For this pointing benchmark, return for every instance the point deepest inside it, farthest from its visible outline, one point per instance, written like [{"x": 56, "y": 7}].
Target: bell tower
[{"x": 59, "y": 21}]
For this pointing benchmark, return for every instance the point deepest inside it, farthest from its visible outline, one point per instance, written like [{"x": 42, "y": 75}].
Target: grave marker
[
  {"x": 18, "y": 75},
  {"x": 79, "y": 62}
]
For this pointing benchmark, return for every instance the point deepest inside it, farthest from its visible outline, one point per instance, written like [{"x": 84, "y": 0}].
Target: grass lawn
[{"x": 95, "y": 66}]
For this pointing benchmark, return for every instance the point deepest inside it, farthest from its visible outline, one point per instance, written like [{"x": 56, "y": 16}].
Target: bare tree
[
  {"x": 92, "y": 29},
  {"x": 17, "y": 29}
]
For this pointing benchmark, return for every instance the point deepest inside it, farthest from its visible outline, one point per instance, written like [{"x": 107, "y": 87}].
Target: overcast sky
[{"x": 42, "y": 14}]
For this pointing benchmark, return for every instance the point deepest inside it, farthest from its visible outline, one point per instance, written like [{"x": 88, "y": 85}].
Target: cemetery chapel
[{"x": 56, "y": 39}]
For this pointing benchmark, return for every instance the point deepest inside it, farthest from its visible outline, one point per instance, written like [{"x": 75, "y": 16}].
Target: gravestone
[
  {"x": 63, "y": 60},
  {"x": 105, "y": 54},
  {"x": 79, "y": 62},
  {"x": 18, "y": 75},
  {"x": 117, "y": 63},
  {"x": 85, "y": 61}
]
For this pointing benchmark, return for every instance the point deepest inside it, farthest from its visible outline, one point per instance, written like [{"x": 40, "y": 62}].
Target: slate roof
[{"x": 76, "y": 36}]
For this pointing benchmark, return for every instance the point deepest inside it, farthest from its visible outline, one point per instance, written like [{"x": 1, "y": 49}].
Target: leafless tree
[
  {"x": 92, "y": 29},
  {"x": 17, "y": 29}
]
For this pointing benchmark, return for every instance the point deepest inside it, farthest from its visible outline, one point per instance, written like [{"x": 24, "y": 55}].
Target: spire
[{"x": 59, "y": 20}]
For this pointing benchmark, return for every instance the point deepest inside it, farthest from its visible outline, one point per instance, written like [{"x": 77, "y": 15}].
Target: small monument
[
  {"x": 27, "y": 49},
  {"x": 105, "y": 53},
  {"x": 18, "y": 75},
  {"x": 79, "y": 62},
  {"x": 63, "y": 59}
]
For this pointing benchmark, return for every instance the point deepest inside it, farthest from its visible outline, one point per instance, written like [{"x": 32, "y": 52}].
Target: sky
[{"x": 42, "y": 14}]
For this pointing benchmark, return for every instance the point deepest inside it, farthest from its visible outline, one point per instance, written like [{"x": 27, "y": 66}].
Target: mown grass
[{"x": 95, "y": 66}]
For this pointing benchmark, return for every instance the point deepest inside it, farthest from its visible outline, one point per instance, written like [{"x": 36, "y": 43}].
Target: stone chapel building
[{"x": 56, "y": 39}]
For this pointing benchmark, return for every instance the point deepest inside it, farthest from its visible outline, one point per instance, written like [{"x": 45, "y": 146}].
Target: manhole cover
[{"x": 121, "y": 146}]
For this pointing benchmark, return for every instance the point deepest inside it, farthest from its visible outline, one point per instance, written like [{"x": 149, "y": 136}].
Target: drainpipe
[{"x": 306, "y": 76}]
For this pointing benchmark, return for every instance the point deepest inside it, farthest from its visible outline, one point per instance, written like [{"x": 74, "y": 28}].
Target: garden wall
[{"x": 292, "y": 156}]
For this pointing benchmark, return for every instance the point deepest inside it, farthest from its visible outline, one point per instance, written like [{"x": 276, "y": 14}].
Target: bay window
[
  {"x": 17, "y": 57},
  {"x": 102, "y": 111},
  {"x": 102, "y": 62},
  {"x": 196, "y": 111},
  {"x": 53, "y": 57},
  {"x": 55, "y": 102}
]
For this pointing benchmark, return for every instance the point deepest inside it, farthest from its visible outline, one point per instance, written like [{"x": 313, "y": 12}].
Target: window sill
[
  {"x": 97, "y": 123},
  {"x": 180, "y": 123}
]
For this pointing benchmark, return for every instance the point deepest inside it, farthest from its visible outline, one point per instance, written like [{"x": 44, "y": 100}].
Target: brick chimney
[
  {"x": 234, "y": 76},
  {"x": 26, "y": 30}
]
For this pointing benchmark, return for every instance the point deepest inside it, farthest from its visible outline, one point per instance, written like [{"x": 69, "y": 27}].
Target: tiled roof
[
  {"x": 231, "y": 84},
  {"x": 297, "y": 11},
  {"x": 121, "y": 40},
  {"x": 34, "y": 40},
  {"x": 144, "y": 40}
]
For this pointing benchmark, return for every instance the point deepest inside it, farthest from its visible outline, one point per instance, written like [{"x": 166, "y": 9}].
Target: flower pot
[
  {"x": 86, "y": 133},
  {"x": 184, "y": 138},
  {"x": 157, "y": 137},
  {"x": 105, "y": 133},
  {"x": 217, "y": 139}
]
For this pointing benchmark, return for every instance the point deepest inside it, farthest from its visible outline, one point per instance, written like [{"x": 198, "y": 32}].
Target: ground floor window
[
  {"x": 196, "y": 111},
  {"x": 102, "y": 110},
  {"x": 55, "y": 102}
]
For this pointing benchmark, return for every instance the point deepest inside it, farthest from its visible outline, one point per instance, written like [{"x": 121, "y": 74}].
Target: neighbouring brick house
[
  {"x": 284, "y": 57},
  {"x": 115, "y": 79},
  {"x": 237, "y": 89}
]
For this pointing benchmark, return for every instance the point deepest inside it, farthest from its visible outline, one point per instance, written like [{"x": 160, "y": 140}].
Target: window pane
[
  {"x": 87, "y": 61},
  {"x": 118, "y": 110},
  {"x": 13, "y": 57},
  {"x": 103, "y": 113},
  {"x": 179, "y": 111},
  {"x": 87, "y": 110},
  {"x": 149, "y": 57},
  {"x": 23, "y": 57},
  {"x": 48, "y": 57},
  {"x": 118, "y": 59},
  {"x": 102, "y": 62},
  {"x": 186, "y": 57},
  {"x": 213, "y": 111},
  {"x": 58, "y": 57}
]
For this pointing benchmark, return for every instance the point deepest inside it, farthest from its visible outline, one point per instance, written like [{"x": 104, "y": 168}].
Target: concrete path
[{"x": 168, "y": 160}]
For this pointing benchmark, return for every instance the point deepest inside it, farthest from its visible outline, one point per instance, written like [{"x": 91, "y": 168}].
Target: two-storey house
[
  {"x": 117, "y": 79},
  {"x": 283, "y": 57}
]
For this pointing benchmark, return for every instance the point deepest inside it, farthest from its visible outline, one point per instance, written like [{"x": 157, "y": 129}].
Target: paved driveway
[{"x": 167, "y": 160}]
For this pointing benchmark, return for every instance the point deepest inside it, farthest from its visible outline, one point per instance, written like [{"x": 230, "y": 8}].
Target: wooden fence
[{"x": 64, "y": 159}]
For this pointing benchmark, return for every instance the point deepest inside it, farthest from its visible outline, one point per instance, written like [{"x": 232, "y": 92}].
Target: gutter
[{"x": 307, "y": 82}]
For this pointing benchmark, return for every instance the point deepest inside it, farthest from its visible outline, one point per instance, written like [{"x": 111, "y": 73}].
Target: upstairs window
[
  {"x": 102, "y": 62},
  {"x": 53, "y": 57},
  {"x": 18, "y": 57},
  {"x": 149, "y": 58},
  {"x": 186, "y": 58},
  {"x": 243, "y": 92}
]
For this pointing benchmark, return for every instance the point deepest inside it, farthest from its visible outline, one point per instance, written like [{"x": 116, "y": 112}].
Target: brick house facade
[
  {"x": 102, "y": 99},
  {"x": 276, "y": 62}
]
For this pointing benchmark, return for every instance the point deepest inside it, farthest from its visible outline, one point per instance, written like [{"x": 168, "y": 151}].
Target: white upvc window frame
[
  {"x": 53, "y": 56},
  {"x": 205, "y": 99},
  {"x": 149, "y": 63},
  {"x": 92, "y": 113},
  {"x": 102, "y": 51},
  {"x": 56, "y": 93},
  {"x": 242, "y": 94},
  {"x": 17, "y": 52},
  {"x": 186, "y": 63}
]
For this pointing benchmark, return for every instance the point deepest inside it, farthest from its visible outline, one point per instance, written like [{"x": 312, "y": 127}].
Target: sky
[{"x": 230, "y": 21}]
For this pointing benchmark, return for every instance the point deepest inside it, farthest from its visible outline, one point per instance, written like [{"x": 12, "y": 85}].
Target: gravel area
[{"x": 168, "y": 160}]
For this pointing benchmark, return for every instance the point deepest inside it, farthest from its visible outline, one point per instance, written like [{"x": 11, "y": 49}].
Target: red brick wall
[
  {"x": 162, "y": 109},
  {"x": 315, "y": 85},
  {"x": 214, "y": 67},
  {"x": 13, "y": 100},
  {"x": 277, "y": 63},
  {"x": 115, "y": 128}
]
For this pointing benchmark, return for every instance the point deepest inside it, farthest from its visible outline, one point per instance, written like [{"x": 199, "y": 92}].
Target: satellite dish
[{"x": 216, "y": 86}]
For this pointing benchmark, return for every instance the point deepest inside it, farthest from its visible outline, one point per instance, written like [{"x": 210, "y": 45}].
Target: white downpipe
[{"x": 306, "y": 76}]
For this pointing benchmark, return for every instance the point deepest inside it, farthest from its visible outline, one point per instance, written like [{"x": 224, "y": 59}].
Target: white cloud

■ Work instructions ■
Report each line above that contains the word "brick", copying it in full. Case counts.

■ Written answer ■
Target: brick chimney
Target: neighbouring brick house
Target: brick house facade
Target: red brick wall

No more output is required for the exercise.